■ SUPPLIED TEXT ■
============

#1: Holes in my Soul (18:15)

I share how I decided to create this podcast along with an intensely personal story about reconnecting to a loved oneon a deeper level.

Life can be rough. We’ve all been there as part of our human experience. Have you ever felt your energy or vibration getting zapped without warning? Sometimes without even recognizing it, you’re on this sudden tailspin and everything starts going haywire. It can be really difficult to regain your sense of well-being.

I’ve been down a rabbit hole, after making a life decision that turned out to be more of a challenge than it was pleasant. By no means is my current situation the worse thing I’ve ever experienced in my life, I’ve just recently realized I’ve slowly allowed my energy and balance to get off-kilter.

Sometimes it’s just a matter of quietly listening or shifting your perception. I was able to get back into that zone recently after feeling trapped and hopeless. I have found my hope again and am working to recreate the life I once loved. I’m sharing that journey through this podcast

I met a business acquaintance after work the other night. In a little twist of irony, as I was explaining my humble beginnings on a naval base, the bartender interrupted us. He was born on the same naval base a few years after me. We had each moved to Hawaii at age three, when the navy had relocated our fathers. Talk about strange coincidences!

Having become somewhat of a hermit since moving to Vermont, meeting my friend was out of the “new normal” I’ve created for myself. We discovered we have a lot in common, including raising children by ourselves. The break from reality and finding a common thread with a kindred spirit was both refreshing and thoroughly enjoyable. My friend helped spark the fire inside me that’s been slowly dying over the last several years. I just really didn’t realize I was allowing it to happen.

============

■ STORED DATA ■
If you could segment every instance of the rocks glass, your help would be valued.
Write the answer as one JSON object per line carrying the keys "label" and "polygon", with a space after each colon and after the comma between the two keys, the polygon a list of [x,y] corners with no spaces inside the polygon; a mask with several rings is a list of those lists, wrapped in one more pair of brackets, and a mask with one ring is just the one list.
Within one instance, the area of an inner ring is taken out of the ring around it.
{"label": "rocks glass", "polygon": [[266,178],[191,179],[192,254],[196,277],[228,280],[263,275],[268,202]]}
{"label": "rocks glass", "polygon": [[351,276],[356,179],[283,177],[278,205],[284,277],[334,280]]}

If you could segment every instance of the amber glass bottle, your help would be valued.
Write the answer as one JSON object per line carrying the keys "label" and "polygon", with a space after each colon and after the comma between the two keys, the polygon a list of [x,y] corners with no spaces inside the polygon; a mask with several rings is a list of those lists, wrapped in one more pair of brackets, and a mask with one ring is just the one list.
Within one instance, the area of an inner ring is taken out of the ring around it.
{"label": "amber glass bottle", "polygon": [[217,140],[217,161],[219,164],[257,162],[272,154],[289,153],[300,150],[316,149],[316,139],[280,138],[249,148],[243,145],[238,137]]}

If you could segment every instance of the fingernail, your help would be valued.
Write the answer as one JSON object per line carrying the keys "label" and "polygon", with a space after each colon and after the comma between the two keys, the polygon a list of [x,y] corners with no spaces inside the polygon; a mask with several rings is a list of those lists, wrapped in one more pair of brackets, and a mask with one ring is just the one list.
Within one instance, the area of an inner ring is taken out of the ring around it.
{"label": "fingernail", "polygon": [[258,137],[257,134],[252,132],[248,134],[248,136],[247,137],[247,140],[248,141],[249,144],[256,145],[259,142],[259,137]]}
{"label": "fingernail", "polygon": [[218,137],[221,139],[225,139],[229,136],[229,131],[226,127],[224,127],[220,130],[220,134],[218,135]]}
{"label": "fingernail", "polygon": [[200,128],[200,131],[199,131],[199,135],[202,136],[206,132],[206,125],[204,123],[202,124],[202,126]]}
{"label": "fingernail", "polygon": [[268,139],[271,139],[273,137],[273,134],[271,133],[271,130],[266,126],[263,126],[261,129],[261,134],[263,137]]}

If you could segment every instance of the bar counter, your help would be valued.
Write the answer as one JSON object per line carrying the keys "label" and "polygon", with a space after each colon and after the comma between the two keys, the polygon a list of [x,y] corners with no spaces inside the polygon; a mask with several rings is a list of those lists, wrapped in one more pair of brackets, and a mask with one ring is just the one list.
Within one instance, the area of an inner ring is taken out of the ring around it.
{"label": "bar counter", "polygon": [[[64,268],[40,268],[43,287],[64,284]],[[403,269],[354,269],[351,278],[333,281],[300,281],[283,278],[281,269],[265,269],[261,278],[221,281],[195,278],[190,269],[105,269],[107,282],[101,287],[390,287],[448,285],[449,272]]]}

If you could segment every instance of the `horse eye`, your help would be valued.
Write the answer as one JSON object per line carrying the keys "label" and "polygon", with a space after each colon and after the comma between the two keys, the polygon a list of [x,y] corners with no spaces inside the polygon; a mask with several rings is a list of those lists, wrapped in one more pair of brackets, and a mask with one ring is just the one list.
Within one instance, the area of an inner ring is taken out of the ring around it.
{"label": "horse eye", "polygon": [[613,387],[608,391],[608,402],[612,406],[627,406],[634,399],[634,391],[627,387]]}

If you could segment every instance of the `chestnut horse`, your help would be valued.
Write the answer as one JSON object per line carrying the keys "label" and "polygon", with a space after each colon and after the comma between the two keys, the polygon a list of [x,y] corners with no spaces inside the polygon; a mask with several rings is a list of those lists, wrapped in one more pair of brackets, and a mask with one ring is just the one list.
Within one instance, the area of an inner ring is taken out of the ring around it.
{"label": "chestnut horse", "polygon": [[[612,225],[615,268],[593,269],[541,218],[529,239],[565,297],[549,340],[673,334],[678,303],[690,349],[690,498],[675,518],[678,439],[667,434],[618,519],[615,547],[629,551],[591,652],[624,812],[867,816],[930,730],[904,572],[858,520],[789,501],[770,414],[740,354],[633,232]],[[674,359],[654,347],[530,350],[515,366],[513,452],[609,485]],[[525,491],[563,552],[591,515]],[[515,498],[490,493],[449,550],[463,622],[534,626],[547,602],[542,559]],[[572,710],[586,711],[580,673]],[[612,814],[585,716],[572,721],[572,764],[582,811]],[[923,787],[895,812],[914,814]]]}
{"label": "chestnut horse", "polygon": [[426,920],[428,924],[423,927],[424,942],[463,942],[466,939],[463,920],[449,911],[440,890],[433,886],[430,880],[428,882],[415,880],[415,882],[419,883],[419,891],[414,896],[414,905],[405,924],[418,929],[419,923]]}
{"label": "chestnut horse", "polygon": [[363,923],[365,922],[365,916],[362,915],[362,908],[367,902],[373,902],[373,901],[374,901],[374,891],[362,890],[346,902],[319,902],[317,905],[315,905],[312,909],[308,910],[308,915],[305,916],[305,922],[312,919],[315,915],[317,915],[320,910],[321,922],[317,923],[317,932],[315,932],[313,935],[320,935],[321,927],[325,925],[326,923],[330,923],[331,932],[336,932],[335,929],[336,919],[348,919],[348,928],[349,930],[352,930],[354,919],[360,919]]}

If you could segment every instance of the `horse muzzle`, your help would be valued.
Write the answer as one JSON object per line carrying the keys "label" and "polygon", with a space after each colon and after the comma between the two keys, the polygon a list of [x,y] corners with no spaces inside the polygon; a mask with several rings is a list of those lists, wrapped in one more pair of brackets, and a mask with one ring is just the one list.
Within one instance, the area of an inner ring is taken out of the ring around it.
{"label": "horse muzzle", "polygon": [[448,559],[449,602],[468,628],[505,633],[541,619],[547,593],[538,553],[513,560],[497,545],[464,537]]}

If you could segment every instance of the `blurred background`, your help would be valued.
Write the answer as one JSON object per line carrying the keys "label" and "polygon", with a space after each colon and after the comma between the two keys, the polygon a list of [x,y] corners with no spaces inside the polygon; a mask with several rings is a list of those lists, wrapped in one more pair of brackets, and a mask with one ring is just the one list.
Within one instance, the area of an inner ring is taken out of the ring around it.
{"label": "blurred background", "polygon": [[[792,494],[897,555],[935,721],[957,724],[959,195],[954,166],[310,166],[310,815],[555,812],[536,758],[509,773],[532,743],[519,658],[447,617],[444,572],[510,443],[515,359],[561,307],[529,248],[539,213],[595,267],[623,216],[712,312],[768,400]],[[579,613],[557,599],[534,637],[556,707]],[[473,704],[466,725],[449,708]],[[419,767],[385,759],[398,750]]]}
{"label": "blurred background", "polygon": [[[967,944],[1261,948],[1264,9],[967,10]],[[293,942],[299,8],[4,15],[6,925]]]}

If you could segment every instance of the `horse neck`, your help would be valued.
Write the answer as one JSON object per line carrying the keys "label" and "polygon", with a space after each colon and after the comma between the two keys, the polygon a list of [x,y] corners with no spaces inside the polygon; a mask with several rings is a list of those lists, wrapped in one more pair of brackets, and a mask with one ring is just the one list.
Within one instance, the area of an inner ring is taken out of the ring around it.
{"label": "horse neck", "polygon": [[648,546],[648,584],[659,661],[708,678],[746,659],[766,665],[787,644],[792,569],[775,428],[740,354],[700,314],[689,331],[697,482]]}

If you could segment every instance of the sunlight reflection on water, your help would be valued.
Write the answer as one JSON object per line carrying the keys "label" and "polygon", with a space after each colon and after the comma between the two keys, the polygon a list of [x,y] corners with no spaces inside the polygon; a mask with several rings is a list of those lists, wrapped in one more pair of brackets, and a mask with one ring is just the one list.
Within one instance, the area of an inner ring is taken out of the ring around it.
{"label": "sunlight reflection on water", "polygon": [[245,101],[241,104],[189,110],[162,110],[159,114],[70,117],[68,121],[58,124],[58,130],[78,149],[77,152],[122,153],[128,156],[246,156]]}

============

■ BRIEF 1 ■
Print the part of the podcast episode text between "Having become somewhat" and "it to happen.", inclusive.
■ BRIEF 2 ■
Carry on the podcast episode text from the point where it stops.

■ TASK ANSWER 1 ■
Having become somewhat of a hermit since moving to Vermont, meeting my friend was out of the “new normal” I’ve created for myself. We discovered we have a lot in common, including raising children by ourselves. The break from reality and finding a common thread with a kindred spirit was both refreshing and thoroughly enjoyable. My friend helped spark the fire inside me that’s been slowly dying over the last several years. I just really didn’t realize I was allowing it to happen.

■ TASK ANSWER 2 ■
When I need to think things through, I love to drive and listen to music and just zone out, then somehow inspiration strikes. Driving home after this pleasant evening, I was thinking about how to structure this podcast and where to begin. I needed to make it happen, as a creative outlet to regain the balance I once had, and to hopefully inspire anyone who might stumble upon the recordings.

 As I drove home, Lady Gaga came over the radio. I was singing my own personal rendition of  "carpool karaoke" at the top of my lungs, while contemplating my universe and how I let it get this way. I sang with Lady Gaga’s verse… "I bow down to pray. I try to make the worse seem better. Lord, show me the way, to cut through all his worn out leather. I've got a hundred million reasons to walk away. But baby, I just need one good one to stay.”  At that moment, a deer crossed my path. I felt like it was my father acknowledging the earlier conversation and telling me to be patient for just a bit longer. I could hear the man’s voice inside my head telling me it would all make perfect sense soon.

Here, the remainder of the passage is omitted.